Texto extraído:
● ● ● ● ●
En cuanto lugar de la experiencia de la modernidad, Santiago hace coincidir los flujos de la vida cotidiana con sus ritmos intrínsecos, la modernidad son masas en movimiento. Contra el credo liberal, habría que recordar que el individuo sólo posee sentido recortando su silueta contra esa matriz que es la masa urbana. Santiago es una ciudad de masas individualizadas.

Como toda ciudad, Santiago delata nuestra historia. No estamos hablando de espacios patrimoniales o folclóricos, ni siquiera de monumentos. La ciudad capital nos muestra el tejido social que la compone en sus compartimentos diferenciados, barrios residenciales, avenidas, cités y poblaciones: como en una radiografía sus paisajes variopintos nos muestran los hojaldres de la estratificación social.
● ● ● ● ●
Tarea requerida: Continúe el texto sobre Santiago y la modernidad a partir de su última oración.

Material proporcionado:
● ● ● ● ●
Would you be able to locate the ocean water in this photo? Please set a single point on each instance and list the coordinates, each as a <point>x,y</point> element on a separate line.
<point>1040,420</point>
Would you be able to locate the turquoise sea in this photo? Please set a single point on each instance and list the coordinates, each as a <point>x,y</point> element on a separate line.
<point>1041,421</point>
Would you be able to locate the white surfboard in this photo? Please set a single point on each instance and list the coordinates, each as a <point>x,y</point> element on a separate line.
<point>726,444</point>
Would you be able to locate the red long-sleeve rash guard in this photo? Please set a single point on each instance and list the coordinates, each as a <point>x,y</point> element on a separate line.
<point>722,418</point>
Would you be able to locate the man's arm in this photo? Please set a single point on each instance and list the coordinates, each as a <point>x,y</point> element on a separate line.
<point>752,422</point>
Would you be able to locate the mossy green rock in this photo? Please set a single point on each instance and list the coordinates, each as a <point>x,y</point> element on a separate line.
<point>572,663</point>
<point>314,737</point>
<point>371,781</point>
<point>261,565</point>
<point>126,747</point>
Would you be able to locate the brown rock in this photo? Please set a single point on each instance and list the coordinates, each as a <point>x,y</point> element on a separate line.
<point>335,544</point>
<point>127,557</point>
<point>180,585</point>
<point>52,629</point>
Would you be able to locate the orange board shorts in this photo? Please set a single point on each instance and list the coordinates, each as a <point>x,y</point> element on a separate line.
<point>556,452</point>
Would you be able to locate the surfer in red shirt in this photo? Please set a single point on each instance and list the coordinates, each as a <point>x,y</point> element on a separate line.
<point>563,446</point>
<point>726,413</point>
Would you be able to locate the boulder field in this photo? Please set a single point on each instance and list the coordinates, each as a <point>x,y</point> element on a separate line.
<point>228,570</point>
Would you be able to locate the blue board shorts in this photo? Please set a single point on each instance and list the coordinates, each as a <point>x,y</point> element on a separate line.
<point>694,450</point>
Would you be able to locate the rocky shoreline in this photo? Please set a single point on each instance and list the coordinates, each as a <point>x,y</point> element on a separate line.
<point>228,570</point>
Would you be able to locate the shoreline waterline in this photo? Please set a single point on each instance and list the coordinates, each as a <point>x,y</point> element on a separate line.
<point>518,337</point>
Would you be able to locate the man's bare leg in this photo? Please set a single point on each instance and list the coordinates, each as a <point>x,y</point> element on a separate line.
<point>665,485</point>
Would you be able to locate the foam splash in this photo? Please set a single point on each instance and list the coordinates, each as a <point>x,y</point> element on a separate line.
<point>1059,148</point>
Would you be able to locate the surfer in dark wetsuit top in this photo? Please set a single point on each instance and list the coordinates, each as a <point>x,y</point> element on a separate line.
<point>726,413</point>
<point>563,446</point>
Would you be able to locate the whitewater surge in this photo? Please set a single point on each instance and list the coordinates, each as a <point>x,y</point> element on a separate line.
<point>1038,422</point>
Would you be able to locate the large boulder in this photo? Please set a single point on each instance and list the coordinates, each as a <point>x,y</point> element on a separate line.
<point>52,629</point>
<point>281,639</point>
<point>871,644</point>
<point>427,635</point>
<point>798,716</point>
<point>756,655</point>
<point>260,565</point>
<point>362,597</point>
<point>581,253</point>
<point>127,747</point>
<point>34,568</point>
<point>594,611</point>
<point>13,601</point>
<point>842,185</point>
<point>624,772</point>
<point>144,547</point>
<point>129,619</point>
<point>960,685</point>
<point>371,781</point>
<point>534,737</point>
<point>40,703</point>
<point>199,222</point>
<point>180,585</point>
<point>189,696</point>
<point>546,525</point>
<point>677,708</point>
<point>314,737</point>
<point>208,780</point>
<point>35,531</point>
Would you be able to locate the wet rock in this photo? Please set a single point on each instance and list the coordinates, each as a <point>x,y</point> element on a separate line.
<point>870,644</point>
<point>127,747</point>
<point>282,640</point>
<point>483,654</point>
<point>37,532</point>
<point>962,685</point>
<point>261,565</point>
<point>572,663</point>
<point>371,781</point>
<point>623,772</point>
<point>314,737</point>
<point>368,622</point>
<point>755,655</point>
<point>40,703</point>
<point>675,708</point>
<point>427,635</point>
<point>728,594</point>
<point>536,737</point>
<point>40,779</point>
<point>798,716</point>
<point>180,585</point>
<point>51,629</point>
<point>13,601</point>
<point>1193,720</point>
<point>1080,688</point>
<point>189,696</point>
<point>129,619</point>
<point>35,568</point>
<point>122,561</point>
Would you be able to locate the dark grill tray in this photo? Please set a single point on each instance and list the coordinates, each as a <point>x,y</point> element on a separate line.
● ● ● ● ●
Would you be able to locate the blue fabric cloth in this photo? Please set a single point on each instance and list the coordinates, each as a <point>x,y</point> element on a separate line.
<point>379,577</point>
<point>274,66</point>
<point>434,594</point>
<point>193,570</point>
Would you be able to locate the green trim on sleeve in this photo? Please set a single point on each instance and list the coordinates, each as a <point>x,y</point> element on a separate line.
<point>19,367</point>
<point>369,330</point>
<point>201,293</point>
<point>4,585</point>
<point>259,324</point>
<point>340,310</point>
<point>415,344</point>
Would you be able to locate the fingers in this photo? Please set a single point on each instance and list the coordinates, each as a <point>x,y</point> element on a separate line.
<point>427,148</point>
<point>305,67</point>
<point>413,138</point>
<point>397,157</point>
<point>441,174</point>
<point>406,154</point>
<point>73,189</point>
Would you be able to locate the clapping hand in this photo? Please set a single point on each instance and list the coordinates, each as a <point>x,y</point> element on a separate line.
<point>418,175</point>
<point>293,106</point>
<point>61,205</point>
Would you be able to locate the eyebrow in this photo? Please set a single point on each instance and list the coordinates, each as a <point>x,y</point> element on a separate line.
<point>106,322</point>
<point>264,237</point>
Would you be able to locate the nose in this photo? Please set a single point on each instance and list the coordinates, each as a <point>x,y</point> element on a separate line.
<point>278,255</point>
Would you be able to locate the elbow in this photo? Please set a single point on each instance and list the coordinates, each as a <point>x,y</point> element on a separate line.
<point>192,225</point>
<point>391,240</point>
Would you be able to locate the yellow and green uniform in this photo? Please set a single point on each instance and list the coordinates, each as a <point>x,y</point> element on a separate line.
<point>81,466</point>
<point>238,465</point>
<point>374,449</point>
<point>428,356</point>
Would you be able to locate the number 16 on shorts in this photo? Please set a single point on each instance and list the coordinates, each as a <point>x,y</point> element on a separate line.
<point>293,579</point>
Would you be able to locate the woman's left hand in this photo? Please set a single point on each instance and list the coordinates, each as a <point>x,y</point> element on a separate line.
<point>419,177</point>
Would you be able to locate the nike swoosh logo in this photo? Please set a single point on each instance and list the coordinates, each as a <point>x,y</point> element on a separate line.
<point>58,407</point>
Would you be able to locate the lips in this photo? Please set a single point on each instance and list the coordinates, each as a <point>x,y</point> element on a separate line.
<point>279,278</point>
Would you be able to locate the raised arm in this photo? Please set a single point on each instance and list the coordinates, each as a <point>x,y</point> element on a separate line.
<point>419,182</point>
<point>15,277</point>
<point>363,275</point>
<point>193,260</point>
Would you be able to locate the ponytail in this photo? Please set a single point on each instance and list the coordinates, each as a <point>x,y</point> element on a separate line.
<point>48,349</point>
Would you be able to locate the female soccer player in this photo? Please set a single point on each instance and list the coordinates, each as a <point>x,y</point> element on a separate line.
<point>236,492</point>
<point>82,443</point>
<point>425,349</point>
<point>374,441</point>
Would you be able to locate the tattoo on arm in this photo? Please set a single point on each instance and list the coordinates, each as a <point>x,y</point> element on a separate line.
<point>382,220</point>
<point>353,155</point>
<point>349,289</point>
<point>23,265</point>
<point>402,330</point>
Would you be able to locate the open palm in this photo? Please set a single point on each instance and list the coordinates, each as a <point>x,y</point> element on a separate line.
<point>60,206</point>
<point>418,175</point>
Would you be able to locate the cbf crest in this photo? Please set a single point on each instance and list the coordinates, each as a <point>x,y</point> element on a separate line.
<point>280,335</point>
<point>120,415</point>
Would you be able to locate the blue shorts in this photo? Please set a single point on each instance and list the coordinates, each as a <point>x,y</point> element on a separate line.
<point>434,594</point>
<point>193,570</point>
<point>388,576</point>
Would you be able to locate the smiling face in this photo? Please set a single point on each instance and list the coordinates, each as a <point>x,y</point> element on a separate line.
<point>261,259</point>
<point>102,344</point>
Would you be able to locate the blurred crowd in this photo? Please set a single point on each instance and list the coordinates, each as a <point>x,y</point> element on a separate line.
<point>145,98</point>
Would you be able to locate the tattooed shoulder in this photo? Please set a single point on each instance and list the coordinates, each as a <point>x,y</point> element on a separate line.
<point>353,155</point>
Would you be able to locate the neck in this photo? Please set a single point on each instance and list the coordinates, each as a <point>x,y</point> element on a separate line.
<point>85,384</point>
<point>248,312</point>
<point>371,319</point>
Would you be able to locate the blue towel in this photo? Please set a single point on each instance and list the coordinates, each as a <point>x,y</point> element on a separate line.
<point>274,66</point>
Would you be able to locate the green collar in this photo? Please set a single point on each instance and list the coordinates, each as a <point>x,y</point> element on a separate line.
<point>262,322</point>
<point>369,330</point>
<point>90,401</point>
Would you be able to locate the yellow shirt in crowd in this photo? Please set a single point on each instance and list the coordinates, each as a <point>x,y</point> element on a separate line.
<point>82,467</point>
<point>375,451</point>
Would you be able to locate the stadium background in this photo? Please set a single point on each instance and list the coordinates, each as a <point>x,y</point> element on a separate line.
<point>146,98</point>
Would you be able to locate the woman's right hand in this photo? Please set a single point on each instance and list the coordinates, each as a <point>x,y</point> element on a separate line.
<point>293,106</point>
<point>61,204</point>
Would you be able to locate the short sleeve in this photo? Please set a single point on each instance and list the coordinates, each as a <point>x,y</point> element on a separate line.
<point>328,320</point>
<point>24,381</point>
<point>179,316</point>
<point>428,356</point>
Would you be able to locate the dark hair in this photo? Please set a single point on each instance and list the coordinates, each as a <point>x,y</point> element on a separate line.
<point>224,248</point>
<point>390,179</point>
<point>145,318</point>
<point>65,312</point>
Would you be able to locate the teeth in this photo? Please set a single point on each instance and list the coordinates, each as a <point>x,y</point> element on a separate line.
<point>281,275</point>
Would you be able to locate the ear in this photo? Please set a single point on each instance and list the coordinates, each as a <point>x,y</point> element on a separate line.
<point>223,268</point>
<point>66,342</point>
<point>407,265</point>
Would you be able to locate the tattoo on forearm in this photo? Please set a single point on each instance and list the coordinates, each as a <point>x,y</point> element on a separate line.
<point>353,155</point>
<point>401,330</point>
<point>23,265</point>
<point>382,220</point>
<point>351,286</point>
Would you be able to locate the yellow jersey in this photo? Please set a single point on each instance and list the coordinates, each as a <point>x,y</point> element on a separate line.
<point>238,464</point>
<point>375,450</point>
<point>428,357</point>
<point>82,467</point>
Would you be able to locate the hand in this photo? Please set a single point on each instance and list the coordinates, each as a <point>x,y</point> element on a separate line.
● ● ● ● ●
Resultado:
Si hay algo sorprendente y escandaloso, que sin embargo ha sido naturalizado por todos, es la tendencia perversa a construir ciudadelas amuralladas al interior de la ciudad. Barrios exclusivos con guardias privados se erigen como expresión última del “apartheid” social y cultural. Santiago es una ciudad segregada entre los que todo tienen y aquellos menesterosos privados de horizonte alguno. En las últimas décadas, el contraste lejos de atenuarse se ha acrecentado, yuxtaponiendo, como en un “collage” dadaísta, una asfaltada carretera con racimos de diminutas casuchas de madera colgando en el abismo, al borde de un río que hiede. Santiago es una ciudad que hiede a injusticia y a contaminación.

1.- La lluvia…

Cuando llueve todos se mojan, rezaba una vieja frase publicitaria. En Santiago de Chile, eso no es cierto, pues cuando llueve sólo se mojan los más pobres. Las riadas e inundaciones afectan principalmente las grandes barriadas de trabajadores y poblaciones ubicadas hacia el poniente de la ciudad. Los chiquillos y los perros chapotean en al agua mientras sus familias comienzan el ritual de cubrir con telas de plástico moradas y techumbres.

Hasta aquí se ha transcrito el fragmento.